## Quoted text
Two weeks later the local paper did an article on "Ghosts in Arkansas."  One that was mentioned was supposed to be on that stretch of highway, with the apparition performing much like what we had seen and experienced.


----------



## AnnetteL (Jul 14, 2010)

I haven't seen one personally, but I have people close to me who have--and it's never been a scary experience. Usually quite peaceful, even--because as far as I believe and understand, they're just spirits of those who have passed on.


----------



## ◄ Jess ► (Apr 21, 2010)

When I was younger, my parents took my sister and I on a "haunted places" vacation. We stayed at haunted hotels, haunted lighthouses, anything that advertised itself as haunted. We didn't see any ghosts, but in one of the hotels, we stayed next to the supposedly haunted room (someone had died in there some years back) and one morning, my dad walked into his bathroom to find that his shaving cream had EXPLODED. There was shaving cream everyyywhere. I'm sure it was due to an old can, or the changing pressure of staying at a different altitude or something, but it was the only exciting thing that happened.


----------



## R. M. Reed (Nov 11, 2009)

My life has been completely free of paranormal experiences, but I have heard stories from people I knew. Not "My cousin's aunt's hairdresser saw something" stories, but personal accounts. I find it hard to dismiss them all. I would like to try to record some EVP someday, though I'm not sure if I want to know that something is here in my apartment.


----------



## Cindy416 (May 2, 2009)

sebat said:


> tsilver, I think you are trying to out me as a crazy person! You've already gotten me to admit that I believe in reincarnations and now this.  I do believe in ghosts.
> 
> I once lived in a haunted house. I wrote a 3 page paper about my experiences so my husband and I could compare our experiences and our family and friends would understand what we went through. I can post it here if you want to read it. Just understand that I am not a writer and don't even pretend to be. I've had audio hallucinations, seen shadow people and heard footsteps and about everything else you could imagine. I'm glad I no longer live there.


I'd love to read what you wrote if you're willing to share it.


----------



## JimC1946 (Aug 6, 2009)

I've never seen a ghost or any other paranormal activity, but my wife and I both saw a UFO about twenty-five years ago. I'm not saying it came from outer space, but it was a flying object that we couldn't identify.



Spoiler



I guess we were driving too fast for the tractor beam to lock on and take us onboard.


----------



## spotsmom (Jan 20, 2011)

My A#1 most terrific dog ever, Jackson The Wonder Dog, disappeared on a snowy day 7years, 2 months, and 15 days ago (can you tell I miss him).  We never found him even after extensive advertising, cable tv ads, the works.  One day a few months later I "saw" him run across our field.  Almost a blink of the eye thing.  But it was him.


----------



## sebat (Nov 16, 2008)

Just remember you asked for it   ....

My husband and I were wanting to move into a larger place.  My father mentioned that he knew a guy with a house for rent.  The house was about 100 years old and he had bought it for his daughter and fixed it up.  She had lived there for about 6 months and then decided she didn’t want to live there anymore.  I asked my dad several times why she had moved out and he never would answer me.  We went to look at the place and loved it.  Once again I asked the question.  Why didn’t your daughter want to live here?  The landlord got a funny look on his face and then responded, “She has 2 small children and didn’t like living on a busy highway.”  His face told me he was lying but his reason was good enough and I really liked the place.  We moved in.

## Exercise
Quote the ghost thread above, everything from "## Cindy416 (May" down to "longer live there.".

Spatial annotation records
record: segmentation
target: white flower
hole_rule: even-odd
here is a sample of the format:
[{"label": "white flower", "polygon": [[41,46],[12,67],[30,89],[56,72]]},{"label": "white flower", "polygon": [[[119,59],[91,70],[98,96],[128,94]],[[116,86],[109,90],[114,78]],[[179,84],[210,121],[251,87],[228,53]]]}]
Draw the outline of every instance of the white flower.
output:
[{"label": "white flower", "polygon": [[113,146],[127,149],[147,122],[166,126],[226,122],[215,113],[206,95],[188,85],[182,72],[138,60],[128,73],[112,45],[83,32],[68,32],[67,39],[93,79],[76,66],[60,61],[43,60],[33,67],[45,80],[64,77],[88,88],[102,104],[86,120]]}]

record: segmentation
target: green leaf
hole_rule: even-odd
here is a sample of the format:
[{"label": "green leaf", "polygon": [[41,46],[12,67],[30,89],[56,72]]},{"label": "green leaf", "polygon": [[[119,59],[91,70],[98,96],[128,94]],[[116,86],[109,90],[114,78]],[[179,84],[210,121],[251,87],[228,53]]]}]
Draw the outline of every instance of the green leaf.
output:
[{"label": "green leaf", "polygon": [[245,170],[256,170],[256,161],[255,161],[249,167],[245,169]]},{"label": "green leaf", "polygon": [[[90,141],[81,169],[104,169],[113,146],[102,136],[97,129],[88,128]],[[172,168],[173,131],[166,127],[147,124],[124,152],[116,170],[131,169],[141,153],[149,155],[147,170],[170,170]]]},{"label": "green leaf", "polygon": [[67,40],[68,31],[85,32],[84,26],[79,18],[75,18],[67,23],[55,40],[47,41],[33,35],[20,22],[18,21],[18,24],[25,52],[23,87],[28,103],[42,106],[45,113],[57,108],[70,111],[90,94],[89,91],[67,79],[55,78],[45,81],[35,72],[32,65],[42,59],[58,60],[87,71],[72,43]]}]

## Solution for this problem
## Cindy416 (May 2, 2009)

sebat said:


> tsilver, I think you are trying to out me as a crazy person! You've already gotten me to admit that I believe in reincarnations and now this.  I do believe in ghosts.
> 
> I once lived in a haunted house. I wrote a 3 page paper about my experiences so my husband and I could compare our experiences and our family and friends would understand what we went through. I can post it here if you want to read it. Just understand that I am not a writer and don't even pretend to be. I've had audio hallucinations, seen shadow people and heard footsteps and about everything else you could imagine. I'm glad I no longer live there.